WHAT YOU WILL DO - Using the data below, repeat all of it precisely.

DATASET RECORDS -
================
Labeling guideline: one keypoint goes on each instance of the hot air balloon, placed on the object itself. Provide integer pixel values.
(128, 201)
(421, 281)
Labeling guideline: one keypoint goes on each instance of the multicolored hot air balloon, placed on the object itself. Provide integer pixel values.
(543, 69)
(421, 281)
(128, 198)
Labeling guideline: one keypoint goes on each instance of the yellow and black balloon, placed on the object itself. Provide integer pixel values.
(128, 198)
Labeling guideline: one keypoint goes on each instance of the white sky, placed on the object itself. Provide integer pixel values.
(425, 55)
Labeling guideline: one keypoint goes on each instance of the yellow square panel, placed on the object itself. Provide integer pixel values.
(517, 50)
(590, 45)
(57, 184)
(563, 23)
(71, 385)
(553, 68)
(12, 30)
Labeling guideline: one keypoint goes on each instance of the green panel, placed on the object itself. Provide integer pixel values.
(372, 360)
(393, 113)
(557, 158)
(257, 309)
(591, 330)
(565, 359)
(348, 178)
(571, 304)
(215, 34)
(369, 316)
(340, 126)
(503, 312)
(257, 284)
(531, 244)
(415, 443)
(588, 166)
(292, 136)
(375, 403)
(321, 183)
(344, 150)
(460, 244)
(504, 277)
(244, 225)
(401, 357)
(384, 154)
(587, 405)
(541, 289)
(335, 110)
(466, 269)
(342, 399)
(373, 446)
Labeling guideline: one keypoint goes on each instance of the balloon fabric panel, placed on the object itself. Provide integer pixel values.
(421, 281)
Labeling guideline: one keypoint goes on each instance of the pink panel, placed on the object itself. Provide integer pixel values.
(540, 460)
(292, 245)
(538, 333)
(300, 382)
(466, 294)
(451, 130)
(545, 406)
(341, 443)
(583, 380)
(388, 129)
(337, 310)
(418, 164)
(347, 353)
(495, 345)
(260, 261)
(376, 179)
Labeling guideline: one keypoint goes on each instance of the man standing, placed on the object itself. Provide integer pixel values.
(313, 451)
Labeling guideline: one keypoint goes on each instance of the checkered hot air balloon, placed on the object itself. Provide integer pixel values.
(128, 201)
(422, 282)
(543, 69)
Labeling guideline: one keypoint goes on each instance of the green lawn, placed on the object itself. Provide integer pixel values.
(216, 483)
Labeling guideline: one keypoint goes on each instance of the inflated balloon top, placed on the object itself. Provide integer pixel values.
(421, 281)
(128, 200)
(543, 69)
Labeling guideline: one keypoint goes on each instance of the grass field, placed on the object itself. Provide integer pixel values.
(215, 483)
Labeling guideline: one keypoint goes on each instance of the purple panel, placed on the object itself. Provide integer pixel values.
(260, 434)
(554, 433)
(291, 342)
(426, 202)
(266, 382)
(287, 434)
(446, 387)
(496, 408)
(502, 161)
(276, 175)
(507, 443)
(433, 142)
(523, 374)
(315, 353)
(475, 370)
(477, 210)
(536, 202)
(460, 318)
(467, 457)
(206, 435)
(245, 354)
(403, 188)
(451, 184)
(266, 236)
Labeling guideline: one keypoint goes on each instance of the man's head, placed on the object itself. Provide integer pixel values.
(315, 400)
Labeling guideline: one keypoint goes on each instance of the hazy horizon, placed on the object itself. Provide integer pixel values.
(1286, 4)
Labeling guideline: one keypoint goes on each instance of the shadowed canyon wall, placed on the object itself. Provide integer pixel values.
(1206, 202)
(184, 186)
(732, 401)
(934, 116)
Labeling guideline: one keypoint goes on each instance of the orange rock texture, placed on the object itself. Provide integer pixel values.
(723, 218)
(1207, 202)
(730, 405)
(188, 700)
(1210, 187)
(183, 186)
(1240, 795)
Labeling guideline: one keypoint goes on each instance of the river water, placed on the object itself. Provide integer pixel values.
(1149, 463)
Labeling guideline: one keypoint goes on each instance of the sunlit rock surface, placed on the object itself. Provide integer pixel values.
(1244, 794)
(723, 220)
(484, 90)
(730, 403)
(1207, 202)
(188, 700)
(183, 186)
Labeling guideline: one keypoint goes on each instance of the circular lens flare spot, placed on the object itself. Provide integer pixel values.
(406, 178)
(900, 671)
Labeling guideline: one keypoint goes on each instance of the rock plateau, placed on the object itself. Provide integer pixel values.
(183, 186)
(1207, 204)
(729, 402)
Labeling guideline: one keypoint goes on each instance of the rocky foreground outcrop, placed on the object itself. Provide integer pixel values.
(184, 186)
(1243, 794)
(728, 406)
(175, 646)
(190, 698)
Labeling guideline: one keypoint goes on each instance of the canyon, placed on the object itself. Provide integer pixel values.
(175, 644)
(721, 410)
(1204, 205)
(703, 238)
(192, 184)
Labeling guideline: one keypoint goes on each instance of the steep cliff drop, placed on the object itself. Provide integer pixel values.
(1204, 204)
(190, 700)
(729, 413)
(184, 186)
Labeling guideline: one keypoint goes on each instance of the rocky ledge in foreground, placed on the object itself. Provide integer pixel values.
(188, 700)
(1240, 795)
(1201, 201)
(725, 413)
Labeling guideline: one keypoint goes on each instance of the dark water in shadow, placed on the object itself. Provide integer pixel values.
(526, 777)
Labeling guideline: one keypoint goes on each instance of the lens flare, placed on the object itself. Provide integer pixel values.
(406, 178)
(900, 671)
================
THE ANSWER -
Labeling guideline: one keypoint goes on each instance of the hot air balloon, placed on the object itself. Provide integer pixel values.
(128, 201)
(421, 281)
Labeling guideline: one keypoint goes on each instance of the multicolored hot air balloon, placed on the object itself. Provide integer pixel values.
(543, 69)
(421, 281)
(128, 198)
Labeling guideline: one keypoint goes on each instance of the yellow and black balloon, placed on the object itself. Provide integer pixel values.
(128, 198)
Labeling guideline: one keypoint goes on each instance of the white sky, placed on the object itself. Provide integer pixel values.
(425, 55)
Labeling guideline: one keypoint goes on each instance of the yellow square panel, placed on the object itself. Provide integer pixel values.
(517, 50)
(590, 45)
(57, 184)
(563, 23)
(71, 385)
(553, 68)
(12, 30)
Labeling guideline: one keypoint goes on each instance of the green panel, placed on the object itself. Provide integer pixel values.
(372, 360)
(393, 113)
(557, 158)
(257, 309)
(591, 330)
(565, 359)
(348, 178)
(571, 304)
(215, 34)
(369, 316)
(340, 126)
(503, 312)
(257, 284)
(531, 244)
(415, 443)
(588, 166)
(292, 136)
(375, 403)
(321, 183)
(344, 150)
(460, 244)
(504, 277)
(244, 225)
(401, 357)
(384, 154)
(587, 405)
(541, 289)
(335, 110)
(466, 269)
(342, 399)
(373, 446)
Labeling guideline: one keypoint goes on each instance of the balloon fabric panel, placed on the object itself. Provide integer pixel values.
(421, 281)
Labeling guideline: one keypoint goes on each instance of the pink panel, placed on the object itself. Provide integer pixel values.
(540, 460)
(292, 245)
(538, 333)
(300, 382)
(466, 294)
(451, 130)
(545, 406)
(341, 443)
(583, 380)
(388, 129)
(337, 310)
(418, 164)
(347, 353)
(495, 345)
(260, 261)
(376, 179)
Labeling guideline: one keypoint goes on each instance of the man standing, placed on the object itself. Provide integer pixel values.
(313, 451)
Labeling guideline: one keypoint goes on each instance of the checkered hot air balloon, placed on the object itself. Provide integer pixel values.
(128, 201)
(422, 282)
(543, 69)
Labeling guideline: one keypoint goes on each instance of the green lawn, placed on the object itself. Provide integer pixel values.
(216, 483)
Labeling guideline: one keypoint goes on each instance of the inflated balloon top, placed on the object itself. Provide integer pixel values.
(421, 281)
(128, 200)
(543, 69)
Labeling guideline: one keypoint goes on each instance of the grass field, placed on the object itself. Provide integer pixel values.
(215, 483)
Labeling guideline: one keypoint goes on each instance of the purple panel, placed on the object itself. Provide integer pixel values.
(260, 434)
(554, 433)
(291, 342)
(426, 202)
(266, 382)
(287, 434)
(446, 387)
(496, 408)
(502, 161)
(276, 175)
(507, 443)
(433, 142)
(523, 374)
(315, 353)
(475, 370)
(477, 210)
(536, 202)
(460, 318)
(467, 457)
(206, 435)
(245, 354)
(403, 188)
(451, 184)
(266, 236)
Labeling guideline: one keypoint goes on each instance of the man's head, placed on the object itself. Provide integer pixel values.
(315, 400)
Labeling guideline: one keypoint goes on each instance of the hazy horizon, placed on the object itself. Provide integer pixel values.
(1286, 4)
Labeling guideline: one keypoint goes on each instance of the shadowed canyon wall, placed on the object itself. Provide integer pixel values.
(1206, 202)
(184, 186)
(732, 401)
(934, 116)
Labeling guideline: one keypoint goes on each instance of the orange rock texture, placed on the object itself. Provide integer pixel values.
(723, 218)
(1207, 202)
(730, 405)
(188, 700)
(1210, 187)
(183, 186)
(1240, 795)
Labeling guideline: one keypoint goes on each instance of the river water, placed on the object itself. Provide integer pixel values.
(1149, 463)
Labeling guideline: one keypoint goes on each instance of the sunlit rock surface, placed on the object itself. Provide integer pixel values.
(1244, 794)
(723, 220)
(484, 90)
(730, 403)
(1207, 202)
(188, 700)
(183, 186)
Labeling guideline: one keypoint goes on each instance of the circular lens flare spot, placed on the object itself. Provide integer pixel values.
(406, 178)
(900, 671)
Labeling guideline: one keypoint goes on each instance of the rock plateau, placed on the object itself. Provide integer pixel values.
(183, 186)
(1207, 204)
(729, 402)
Labeling guideline: one keypoint goes on each instance of the rocky foreground outcrop, placed on the object itself. Provide integer pixel values.
(184, 186)
(1243, 794)
(728, 406)
(175, 646)
(190, 698)
Labeling guideline: one keypoint goes on each instance of the canyon, placed on the object itself. Provide integer pixel values.
(175, 644)
(721, 410)
(1204, 205)
(703, 238)
(192, 184)
Labeling guideline: one keypoint goes on each instance of the steep cliff drop, placed on the object itself. Provide integer pixel values.
(1204, 204)
(190, 700)
(729, 413)
(184, 186)
Labeling guideline: one keypoint goes on each instance of the rocky ledge in foreground, placed on the object itself. Provide integer pixel values.
(188, 700)
(1240, 795)
(1201, 201)
(725, 413)
Labeling guideline: one keypoint goes on each instance of the dark water in shadow, placed on the object itself. Provide integer pixel values.
(526, 777)
Labeling guideline: one keypoint goes on each instance of the lens flare, placed on the object itself. Provide integer pixel values.
(406, 178)
(900, 671)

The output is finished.